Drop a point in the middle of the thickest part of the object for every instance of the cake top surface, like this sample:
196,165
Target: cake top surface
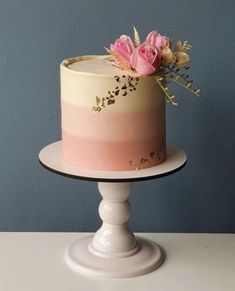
96,64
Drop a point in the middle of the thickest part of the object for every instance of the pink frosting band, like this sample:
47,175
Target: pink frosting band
103,155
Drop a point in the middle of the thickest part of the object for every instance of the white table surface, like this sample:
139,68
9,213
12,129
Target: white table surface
35,261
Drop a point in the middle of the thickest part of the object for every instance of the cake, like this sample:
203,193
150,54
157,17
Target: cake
111,119
113,106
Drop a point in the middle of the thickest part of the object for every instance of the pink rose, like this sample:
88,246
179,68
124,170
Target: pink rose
123,48
155,38
145,59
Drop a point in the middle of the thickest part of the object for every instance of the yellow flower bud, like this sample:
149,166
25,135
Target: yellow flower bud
167,56
182,58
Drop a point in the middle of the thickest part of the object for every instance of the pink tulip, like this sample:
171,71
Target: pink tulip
145,59
156,39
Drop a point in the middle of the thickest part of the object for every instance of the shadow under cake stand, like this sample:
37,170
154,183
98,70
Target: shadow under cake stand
113,251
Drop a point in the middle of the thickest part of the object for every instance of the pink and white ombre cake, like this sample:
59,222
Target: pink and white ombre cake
111,119
113,106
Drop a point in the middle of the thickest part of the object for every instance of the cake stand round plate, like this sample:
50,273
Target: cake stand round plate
51,158
114,251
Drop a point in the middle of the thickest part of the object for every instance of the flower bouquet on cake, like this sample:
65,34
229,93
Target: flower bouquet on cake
156,55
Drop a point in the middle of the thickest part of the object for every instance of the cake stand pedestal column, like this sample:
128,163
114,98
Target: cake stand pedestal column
114,251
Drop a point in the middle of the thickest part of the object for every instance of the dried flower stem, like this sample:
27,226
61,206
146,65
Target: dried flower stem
169,96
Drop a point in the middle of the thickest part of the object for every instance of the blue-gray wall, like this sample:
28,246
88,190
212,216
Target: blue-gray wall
36,35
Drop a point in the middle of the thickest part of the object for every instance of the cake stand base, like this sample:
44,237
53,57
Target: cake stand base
113,251
81,259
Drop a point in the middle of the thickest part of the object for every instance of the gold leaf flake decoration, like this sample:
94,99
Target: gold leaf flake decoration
147,161
182,58
137,40
125,85
182,46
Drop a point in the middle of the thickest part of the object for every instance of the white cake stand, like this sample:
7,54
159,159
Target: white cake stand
114,251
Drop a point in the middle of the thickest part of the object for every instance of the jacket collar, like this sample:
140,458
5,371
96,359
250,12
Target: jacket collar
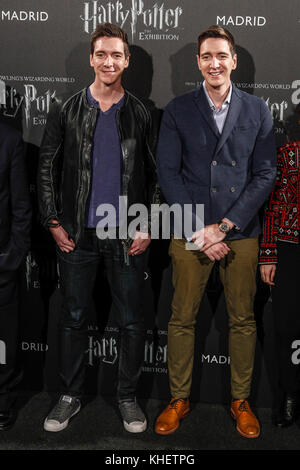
232,116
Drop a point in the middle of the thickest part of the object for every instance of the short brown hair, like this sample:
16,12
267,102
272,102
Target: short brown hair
111,31
215,31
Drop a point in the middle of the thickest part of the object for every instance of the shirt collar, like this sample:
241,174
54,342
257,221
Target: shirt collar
210,102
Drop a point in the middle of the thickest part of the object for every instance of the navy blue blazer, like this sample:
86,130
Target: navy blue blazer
15,208
230,173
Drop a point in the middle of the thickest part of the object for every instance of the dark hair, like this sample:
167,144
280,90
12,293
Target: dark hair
111,31
215,31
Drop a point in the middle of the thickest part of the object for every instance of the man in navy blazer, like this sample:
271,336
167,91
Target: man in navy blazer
15,219
216,148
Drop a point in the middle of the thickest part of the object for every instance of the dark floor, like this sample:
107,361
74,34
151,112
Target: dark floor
98,427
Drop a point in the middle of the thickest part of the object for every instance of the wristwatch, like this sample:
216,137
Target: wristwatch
224,227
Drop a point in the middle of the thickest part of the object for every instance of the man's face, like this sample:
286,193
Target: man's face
108,60
216,62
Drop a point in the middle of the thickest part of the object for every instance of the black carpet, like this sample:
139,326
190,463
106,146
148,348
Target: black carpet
98,427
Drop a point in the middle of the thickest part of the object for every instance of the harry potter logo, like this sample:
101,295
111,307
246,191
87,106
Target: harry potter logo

Aim of the task:
Reproduce each line of the records exactly, and omit every picture.

Response to this task:
Drop a point in the middle of the thickest part of the object for every instance of the cake top surface, like this sample:
196,165
Target: cake top surface
96,64
Drop a point in the middle of the thickest part of the object for every instance of the pink frosting band, like this sample:
47,175
Target: pink frosting band
103,155
Drop a point in the middle of the thickest part of the object for every instance of the white table surface, like this sample:
139,68
9,213
12,129
Target: white table surface
35,261
Drop a point in the middle of the thickest part of the object for every instance of the cake, like this sample:
203,193
150,54
157,17
Target: cake
111,119
113,106
Drop a point in the middle of the thickest part of the object for every instance of the pink rose, like this sample:
88,246
179,68
124,170
Target: pink rose
123,48
155,38
145,59
Drop a point in the middle of the thickest part of the object for every instance of the yellow flower bud, like this sample:
149,166
25,135
Target: yellow flower bud
167,56
182,58
Drop a point in the middle of the thickest part of the object for every instance of the pink tulip, like this sample:
171,71
Target: pink tulip
145,59
156,39
Drop a point in the middle of the thickest part of the object for every instance of the shadow under cake stand, like this sample:
37,170
154,183
98,70
Target: shadow under cake stand
113,251
Drop a point in the middle of the thickest part of the object for every instance of the pink and white ombre cake, like this sample:
59,222
Target: pink and white ombre cake
111,119
113,106
Drop a point in the middle of the thickest part of the object for every instance of the cake stand round plate, like this sample:
50,273
Target: cake stand round plate
51,158
114,251
Drop a point in the middle of the thickest part of the object for every instance of the flower bouquet on cake, like this sample:
65,34
229,93
Target: flower bouquet on cake
156,55
Drop a point in the middle of the thickest part of the object for every instance of the cake stand pedestal column, like this sample:
128,163
114,98
Target: cake stand pedestal column
114,251
Drop a point in the middle of the thickest part of the object for every instance of the dried flower stem, like this sample:
27,226
61,206
146,65
Target: dried flower stem
169,96
Drop a point in the middle of the thickest part of the object for every instance of the blue-gray wall, like this sample:
28,246
88,190
212,216
Target: blue-gray wall
36,35
Drop a point in the middle of the thickest part of the object for every instance of the cake stand base, like this sample:
44,237
53,57
Target: cake stand base
113,251
81,259
Drop a point in the middle of the thickest part of the object for every instance of the gold leaf flake decoration, like this sample:
94,99
Target: gold leaf flake decoration
147,161
182,58
137,40
125,85
182,46
Drop a point in the middle of the thickest part of the object for every instance of the white cake stand, like this sample:
7,54
159,159
Target: white cake stand
114,251
Drop a point in the middle of the thickest part of the object for every instance of the jacket collar, like this sample:
140,458
5,371
96,359
250,12
Target: jacket collar
232,116
Drop a point in the middle of the thickest part of the object for every instance of the short brown hair, like this sample:
16,12
267,102
272,102
Target: short brown hair
111,31
215,31
Drop a point in the middle of the thickest part of the object for every instance of the shirt collar, like this sample:
241,174
54,342
257,221
Target: shirt collar
210,102
Drop a point in the middle of the thickest part of the object for every instance of the navy blue blazer, like this sample:
86,130
Target: navy blue blazer
15,208
230,173
Drop a point in the middle of the thickest part of the object for every instance of the dark hair, like this sample:
167,144
280,90
12,293
Target: dark hair
111,31
215,31
Drop a point in the middle of the thickest part of the object for every instance of the man in navy blazer, like this sample:
271,336
167,91
Target: man in navy blazer
15,219
216,148
Drop a point in the middle of the thickest part of the object for every instance of the dark floor, like this sample:
107,361
74,34
151,112
Target: dark floor
98,427
Drop a point in the middle of the thickest part of the object for every instance of the wristwatch, like this sample:
216,137
Target: wristwatch
224,227
Drop a point in the middle of the thickest part of the object for every instance of the man's face, like this sample:
286,193
Target: man's face
108,60
216,62
Drop a point in the middle of the thickest part of the object for every instance of the black carpet, like this sample:
139,326
190,463
106,146
148,348
Target: black carpet
98,427
Drop a point in the middle of the thickest part of the object for every instance of the harry potter logo, like this sample:
101,295
111,307
246,191
87,106
Target: harry potter logo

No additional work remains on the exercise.